## Exercise requirements:
1. In the configuration validation checklist, return verbatim the portion that begins at the words "5. Boundary &" and stops after the words "before the limit.".
2. List every bullet-point heading in the configuration validation checklist, meaning the short label before the colon in each bullet.

## Page excerpt:
============================================================

5. Boundary & Configuration Validation

  • Dangerous config combinations: When two config values interact (e.g., CORS wildcard + credentials), test that dangerous combinations are rejected at startup — not silently accepted.
  • Missing config for optional features: When a feature depends on external config (SMTP host, API key), test what happens when the config is absent. The error message must name the missing config — not produce a cryptic connection failure.
  • Rate limit accounting: When a flow implicitly creates a counted resource (e.g., registration creates a verification token), and a rate limit counts those resources, the test must account for the implicitly-created resource. A limit of 3 with 1 implicit creation means 2 explicit attempts before the limit.
  • Schema version drift: When the application checks schema version at startup, test that the expected version constant matches the latest migration. A stale constant produces spurious warnings on every boot. 🔥 Found in bug hunts: expectedSchemaVersion was stale — startup always warned.

============================================================

## Source data:
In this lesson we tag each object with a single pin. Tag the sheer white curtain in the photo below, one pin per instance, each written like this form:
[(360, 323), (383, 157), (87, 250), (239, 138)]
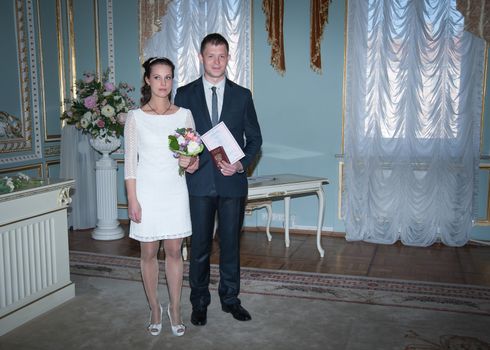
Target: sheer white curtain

============================================================

## Answers to the tasks:
1.
5. Boundary & Configuration Validation

  • Dangerous config combinations: When two config values interact (e.g., CORS wildcard + credentials), test that dangerous combinations are rejected at startup — not silently accepted.
  • Missing config for optional features: When a feature depends on external config (SMTP host, API key), test what happens when the config is absent. The error message must name the missing config — not produce a cryptic connection failure.
  • Rate limit accounting: When a flow implicitly creates a counted resource (e.g., registration creates a verification token), and a rate limit counts those resources, the test must account for the implicitly-created resource. A limit of 3 with 1 implicit creation means 2 explicit attempts before the limit.

2.
Dangerous config combinations
Missing config for optional features
Rate limit accounting
Schema version drift